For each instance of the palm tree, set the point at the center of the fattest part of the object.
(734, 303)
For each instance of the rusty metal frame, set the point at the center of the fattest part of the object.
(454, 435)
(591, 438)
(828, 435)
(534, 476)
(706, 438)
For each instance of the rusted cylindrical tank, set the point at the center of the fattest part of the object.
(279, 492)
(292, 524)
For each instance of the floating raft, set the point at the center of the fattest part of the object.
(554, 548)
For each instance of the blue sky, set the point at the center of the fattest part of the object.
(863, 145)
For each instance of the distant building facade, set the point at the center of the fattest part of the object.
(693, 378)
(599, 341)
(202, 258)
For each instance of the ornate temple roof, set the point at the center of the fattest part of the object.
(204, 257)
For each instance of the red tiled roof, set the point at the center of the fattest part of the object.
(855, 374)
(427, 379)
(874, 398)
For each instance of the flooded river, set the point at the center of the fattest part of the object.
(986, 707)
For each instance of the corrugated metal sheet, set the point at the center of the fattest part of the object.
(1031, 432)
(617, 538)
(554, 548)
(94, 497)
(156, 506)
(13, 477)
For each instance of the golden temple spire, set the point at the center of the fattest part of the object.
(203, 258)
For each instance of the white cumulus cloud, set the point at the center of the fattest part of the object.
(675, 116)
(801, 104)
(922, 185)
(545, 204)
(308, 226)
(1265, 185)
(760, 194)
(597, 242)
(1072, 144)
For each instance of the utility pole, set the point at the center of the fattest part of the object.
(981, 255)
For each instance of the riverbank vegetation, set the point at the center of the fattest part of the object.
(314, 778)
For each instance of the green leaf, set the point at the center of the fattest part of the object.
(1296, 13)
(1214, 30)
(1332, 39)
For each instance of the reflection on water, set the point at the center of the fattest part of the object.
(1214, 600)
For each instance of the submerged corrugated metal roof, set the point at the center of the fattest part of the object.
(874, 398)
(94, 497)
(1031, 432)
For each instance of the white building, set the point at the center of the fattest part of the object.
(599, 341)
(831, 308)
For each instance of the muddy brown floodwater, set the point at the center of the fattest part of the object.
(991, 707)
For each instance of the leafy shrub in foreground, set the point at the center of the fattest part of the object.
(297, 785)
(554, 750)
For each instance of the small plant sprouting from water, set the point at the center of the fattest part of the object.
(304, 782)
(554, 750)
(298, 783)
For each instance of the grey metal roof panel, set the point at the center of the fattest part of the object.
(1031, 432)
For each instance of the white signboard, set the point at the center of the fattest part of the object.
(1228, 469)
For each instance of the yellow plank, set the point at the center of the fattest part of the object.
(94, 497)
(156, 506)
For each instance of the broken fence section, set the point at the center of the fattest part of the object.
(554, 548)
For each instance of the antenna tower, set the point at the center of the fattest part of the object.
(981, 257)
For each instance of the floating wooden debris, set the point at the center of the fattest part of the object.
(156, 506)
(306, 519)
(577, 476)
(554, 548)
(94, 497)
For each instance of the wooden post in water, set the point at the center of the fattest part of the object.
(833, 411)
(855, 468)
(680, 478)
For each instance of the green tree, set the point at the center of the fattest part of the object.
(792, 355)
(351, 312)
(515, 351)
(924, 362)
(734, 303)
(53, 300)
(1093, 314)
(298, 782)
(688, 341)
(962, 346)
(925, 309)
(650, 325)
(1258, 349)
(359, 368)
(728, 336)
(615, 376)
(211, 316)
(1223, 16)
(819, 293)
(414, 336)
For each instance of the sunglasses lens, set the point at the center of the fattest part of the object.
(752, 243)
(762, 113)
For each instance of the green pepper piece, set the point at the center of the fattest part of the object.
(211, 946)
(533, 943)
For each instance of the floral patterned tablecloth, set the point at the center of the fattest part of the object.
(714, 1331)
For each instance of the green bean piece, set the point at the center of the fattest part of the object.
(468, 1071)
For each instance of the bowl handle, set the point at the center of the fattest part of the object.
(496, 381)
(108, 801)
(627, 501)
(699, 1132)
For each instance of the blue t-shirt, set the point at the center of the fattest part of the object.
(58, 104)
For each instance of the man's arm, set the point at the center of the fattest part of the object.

◆ ◆ ◆ ◆ ◆ ◆ ◆

■ Task objective ■
Reproduce the entire listing above verbatim, line for line.

■ Answer to the task ■
For each instance of the palm tree, set the point at the center of the fattest part of the object.
(734, 303)
For each instance of the rusty metal frame, set the point at the center of the fattest part of the object.
(454, 435)
(591, 438)
(828, 435)
(534, 476)
(706, 438)
For each instance of the rusted cylindrical tank, set the point at the center of the fattest part of the object.
(279, 492)
(292, 524)
For each instance of the floating raft, set the point at the center of the fattest part of the object.
(554, 548)
For each instance of the blue sky, set the point at the center of the fattest part of the object.
(863, 145)
For each instance of the distant building facade, set the point at the center of the fattest part of the object.
(693, 378)
(599, 341)
(202, 258)
For each instance of the ornate temple roof, set the point at the center of the fattest part of the object.
(204, 257)
For each instance of the red tiled roof, set the point at the center of the fattest part of the object.
(855, 374)
(427, 379)
(874, 398)
For each instance of the flooded river, set the point at the center of the fattest part of the object.
(986, 707)
For each instance of the corrugated metal sheet, set the point at the center of the fattest part of the object.
(1031, 432)
(617, 538)
(554, 548)
(94, 497)
(156, 506)
(13, 477)
For each instance of the golden temple spire, set the point at the center of the fattest part of the object.
(203, 258)
For each instance of the white cumulus cloud, set the point at the center of the fattest part of the object.
(675, 116)
(801, 104)
(922, 185)
(545, 204)
(308, 226)
(1265, 185)
(760, 194)
(597, 242)
(1072, 144)
For each instance of the utility pole, set the point at the center of the fattest part of the object.
(981, 255)
For each instance of the riverbank vegetation, set the point at the center of the fattest part of the object.
(314, 778)
For each instance of the green leaf, set the point at the center of the fattest part of the object.
(1296, 13)
(1214, 30)
(1332, 39)
For each instance of the reflection on water, set the point at the center of the fattest part of the object.
(1214, 600)
For each instance of the submerged corrugated metal roof, set the point at the center of the fattest part of the object.
(874, 398)
(94, 497)
(1031, 432)
For each instance of the white building, set the point at the center of the fattest part of the object.
(599, 341)
(831, 308)
For each instance of the muddy brown floodwater, set the point at the center of the fattest part of the object.
(991, 707)
For each instance of the leafy shrub in foreground, set the point at the center of the fattest part of the object.
(297, 785)
(554, 750)
For each instance of the small plant sprouting from water, set the point at the center of the fattest part of the object.
(304, 782)
(554, 750)
(298, 783)
For each instance of the grey metal roof panel, set the point at the center of the fattest part of the object.
(1031, 432)
For each instance of the white signboard, set the point at the center of the fattest part of the object.
(1228, 469)
For each instance of the yellow plank, set the point at the center of the fattest part of the object.
(94, 497)
(156, 506)
For each instance of the broken fence section, set the point at the center of the fattest part of the object.
(554, 548)
For each instance of the antenna tower, set the point at the center of the fattest part of the object.
(981, 257)
For each instance of the floating wooden debris, set the point at the center of the fattest part of the object.
(156, 506)
(306, 519)
(577, 476)
(554, 548)
(94, 497)
For each instance of the wooden post in water, set the point at the center of the fattest part of the object.
(833, 411)
(855, 468)
(680, 478)
For each instance of the green tree, set the point at the center of the fattest part of the object.
(792, 355)
(351, 312)
(515, 351)
(924, 362)
(734, 303)
(53, 300)
(1093, 314)
(298, 782)
(688, 341)
(962, 346)
(925, 309)
(650, 325)
(1258, 349)
(359, 368)
(728, 336)
(615, 376)
(211, 316)
(1223, 16)
(819, 293)
(414, 336)
For each instance of the sunglasses lens, set the point at the center of the fattest part of the object.
(752, 243)
(762, 113)
For each instance of the green pepper piece, set the point at the center of the fattest part of the object.
(211, 946)
(533, 943)
For each instance of the floral patterned tablecloth, set the point at the center of the fattest part of the object.
(714, 1331)
For each instance of the green bean piece, set the point at the center of the fattest part of the object.
(468, 1071)
For each instance of the bowl handle, set the point at the center of the fattest part of the object.
(496, 381)
(108, 801)
(627, 501)
(699, 1132)
For each instance of the blue t-shirt, set the point at the center of the fattest part of the object.
(58, 104)
For each instance of the man's arm, set the point at the center of the fattest part of the object.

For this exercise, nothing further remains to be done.